**Supplied passage**
Leetcode 2855: Minimum Right Shifts to Sort the Array
You are given a list of distinct positive integers. Your task is to determine the minimum number of right shifts needed to sort the list in ascending order, or return -1 if it is not possible.
Problem
Approach
Steps
Complexity
Input: The input consists of a list of distinct positive integers.
Example: nums = [4, 5, 6, 1, 2, 3]
Constraints:
• 1 <= nums.length <= 100
• 1 <= nums[i] <= 100
• nums contains distinct integers.
Output: Return the minimum number of right shifts required to sort the list in ascending order, or -1 if it is not possible.
Example: Output: 3
Constraints:
• The output is an integer, either the number of shifts or -1 if it's impossible.
Goal: Determine if it's possible to sort the list with right shifts and calculate the minimum number of shifts.
Steps:
• Check if the list is already sorted. If it is, return 0.
• If the list is not sorted, check if it can be sorted by performing right shifts. If so, return the number of shifts required.
• If it is not possible to sort the list, return -1.
Goal: Constraints for the input list.
Steps:
• The length of the list is between 1 and 100.
• The list contains distinct integers between 1 and 100.
Assumptions:
• The list contains distinct positive integers.
• The list is cyclic, meaning shifts wrap around the end of the list.
• Input: nums = [4, 5, 6, 1, 2, 3]
• Explanation: After 3 right shifts, the list becomes sorted as [1, 2, 3, 4, 5, 6].
• Input: nums = [1, 2, 3]
• Explanation: The list is already sorted, so no right shifts are needed.

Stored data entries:
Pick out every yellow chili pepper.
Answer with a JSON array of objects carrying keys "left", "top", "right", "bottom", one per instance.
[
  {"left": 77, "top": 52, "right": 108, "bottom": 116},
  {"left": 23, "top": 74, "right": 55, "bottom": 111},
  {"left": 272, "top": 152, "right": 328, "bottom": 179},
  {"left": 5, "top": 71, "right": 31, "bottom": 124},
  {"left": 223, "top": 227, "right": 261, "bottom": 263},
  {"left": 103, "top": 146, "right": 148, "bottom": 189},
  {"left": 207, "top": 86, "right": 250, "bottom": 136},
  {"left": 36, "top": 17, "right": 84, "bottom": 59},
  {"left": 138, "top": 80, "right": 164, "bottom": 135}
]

**Task 1**
List each line of the entries that contains the string "left", matching letter case exactly.
**Task 2**
Extend the Leetcode problem description on minimum right shifts, beginning immediately after its final sentence.

**Written answer 1**
Answer with a JSON array of objects carrying keys "left", "top", "right", "bottom", one per instance.
  {"left": 77, "top": 52, "right": 108, "bottom": 116},
  {"left": 23, "top": 74, "right": 55, "bottom": 111},
  {"left": 272, "top": 152, "right": 328, "bottom": 179},
  {"left": 5, "top": 71, "right": 31, "bottom": 124},
  {"left": 223, "top": 227, "right": 261, "bottom": 263},
  {"left": 103, "top": 146, "right": 148, "bottom": 189},
  {"left": 207, "top": 86, "right": 250, "bottom": 136},
  {"left": 36, "top": 17, "right": 84, "bottom": 59},
  {"left": 138, "top": 80, "right": 164, "bottom": 135}

**Written answer 2**
• Input: nums = [3, 1, 2]
• Explanation: It's impossible to sort the list with right shifts because no number of right shifts will sort it.
Approach: The approach involves checking if the list is already sorted or if it can be sorted by performing right shifts. The key idea is to track how the elements shift cyclically.
Observations:
• The list may already be sorted, in which case no shifts are needed.
• If the list is not sorted, check if the elements can be sorted by performing right shifts.
• The main challenge is to identify if the list can be sorted by right shifts, and if so, calculate the minimum number of shifts.
Steps:
• Check if the list is already sorted.
• If not sorted, check for the possibility of sorting by performing right shifts.
• Simulate the right shifts and find the minimum number of shifts required, if possible.
• Return -1 if it's impossible to sort the list.
Empty Inputs:
• If the list has a single element, it is trivially sorted.
Large Inputs:
• For larger inputs, the list should still be checked for the possibility of sorting with right shifts.
Special Values:
• If the list is already sorted, no shifts are required.
Constraints:
• The input list contains distinct integers between 1 and 100.
int minimumRightShifts(vector<int>& nums) {
int n = nums.size(),ind = -1,cnt = 0;
for(int i=0;i<n-1;i++){
if(nums[i]>nums[i+1]){
if(cnt==0){
ind = i+1;
cnt++;
}else return -1;
}
}
if(ind==-1) return 0;
if(nums[n-1]>nums[0]) return -1;
return n-ind;
}
1 : Function Definition
int minimumRightShifts(vector<int>& nums) {
The function definition begins here. It takes a vector of integers 'nums' as input and returns an integer representing the minimum right shifts.
2 : Variable Initialization
int n = nums.size(),ind = -1,cnt = 0;
Initialize variables: 'n' is the size of the array, 'ind' is used to store the index where the first decrease is found, and 'cnt' counts the number of decreases.
3 : Loop Start
for(int i=0;i<n-1;i++){
Start a loop to iterate through the array from the first element to the second-to-last element.
4 : Condition Check
if(nums[i]>nums[i+1]){
Check if the current element is greater than the next element, indicating a decrease in the array.
5 : Inner Condition Check
if(cnt==0){
Check if this is the first decrease found. If yes, the 'ind' is set to the index of the decrease, and the decrease count 'cnt' is incremented.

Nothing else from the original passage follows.